DEINE AUFGABEN:
- A) Zitiere aus dem Text über das Altstädtische Rathaus wörtlich die Stelle von "Um das Jahr" bis "und ein Glockenspiel.".
- B) Was befand sich laut dem Text über das Altstädtische Rathaus im Obergeschoss des Ersatzbaus?
- C) Führe den Text über das Altstädtische Rathaus in Brandenburg an der Havel im Anschluss an seinen letzten Satz weiter.

::: TEXTBLOCK

Das Altstädtische Rathaus in der Stadt Brandenburg an der Havel ist als Rathaus herausragendes Baudenkmal und Beispiel spätmittelalterlicher Backsteingotik.
Geschichte
Ein erster Rathausbau von Altstadt befand sich bereits ab etwa 1290 am Altstädtischen Markt. Dieser Vorgängerbau bestand aus einem gemauerten Keller und Halle in Holzbauweise. An diesen Bau wurde etwa 1450 ein noch erhaltener zweistöckiger Anbau mit Gewölbe und auffälligen Kreis- und Wappenblenden, die Rats- und Schreibstuben angefügt.
Um das Jahr 1468 wurde der alte Holzbau ersetzt. Der Baumeister des roten Backsteinbaus ist unbekannt. Jedoch weiß man, dass dieser auch in den Städten Ziesar und Tangermünde tätig war. Der zweistöckige Ersatzbau verfügte im unteren Geschoss ursprünglich über eine dreischiffige Kaufhalle. Im Obergeschoss befand sich der Ratssaal. Weitere Einrichtungen im Bauwerk waren das städtische Gefängnis, die Gerichtslaube, Archiv und Waffenkammer. Schon früh verfügte der Rathausturm über eine Uhr und ein Glockenspiel.

::::::
::: VERFÜGBARE DATEN

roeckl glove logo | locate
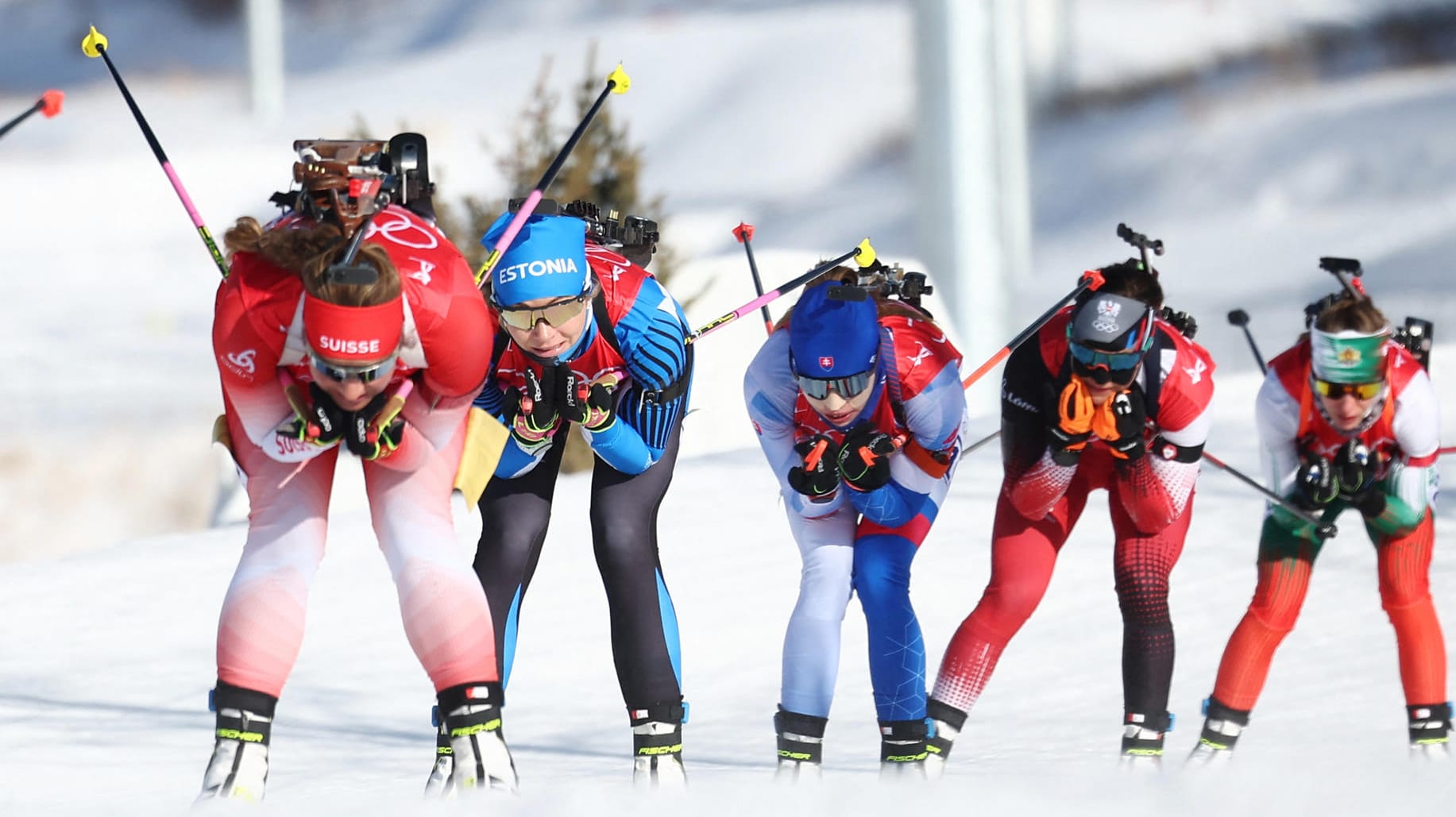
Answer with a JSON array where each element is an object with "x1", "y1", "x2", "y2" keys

::::::

ERWARTETE AUSGABEN:
- A)
Um das Jahr 1468 wurde der alte Holzbau ersetzt. Der Baumeister des roten Backsteinbaus ist unbekannt. Jedoch weiß man, dass dieser auch in den Städten Ziesar und Tangermünde tätig war. Der zweistöckige Ersatzbau verfügte im unteren Geschoss ursprünglich über eine dreischiffige Kaufhalle. Im Obergeschoss befand sich der Ratssaal. Weitere Einrichtungen im Bauwerk waren das städtische Gefängnis, die Gerichtslaube, Archiv und Waffenkammer. Schon früh verfügte der Rathausturm über eine Uhr und ein Glockenspiel.

- B) Der Ratssaal.

- C)
Als 1715 die bis dahin (teil-)selbstständigen Städte Altstadt und Neustadt zur Stadt Brandenburg an der Havel vereinigt wurden, entschied man sich, das Neustädtische Rathaus als Sitz zu nutzen. Für das Altstädtische Rathaus bedeutete das zunächst Leerstand und Verfall. 1753 wurde das Gebäude für die Nutzung durch eine Barchentmanufaktur umgebaut. Als solches bestand eine Verwendung bis 1803. Weiterhin war das Rathaus bis 1819 Warenlager, Kaufhalle und Kornmagazin. Anschließend zog das Landes- und Stadtgericht in das Haus.
Als Gerichtsgebäude wurde es bis 1863 genutzt. Nachfolgender Nutzer war die preußische Armee. Die örtliche Garnison hatte Kleiderkammern und Arrestzellen untergebracht. Das Gebäude verfiel und musste schließlich 1904 wegen Baufälligkeit geräumt und gesperrt werden. Um einen drohenden Abriss zu verhindern, kaufte 1910 die Stadt das Altstädtische Rathaus zurück und sanierte und restaurierte es in den folgenden beiden Jahren umfassend. Es wurde zum repräsentativen Festhaus.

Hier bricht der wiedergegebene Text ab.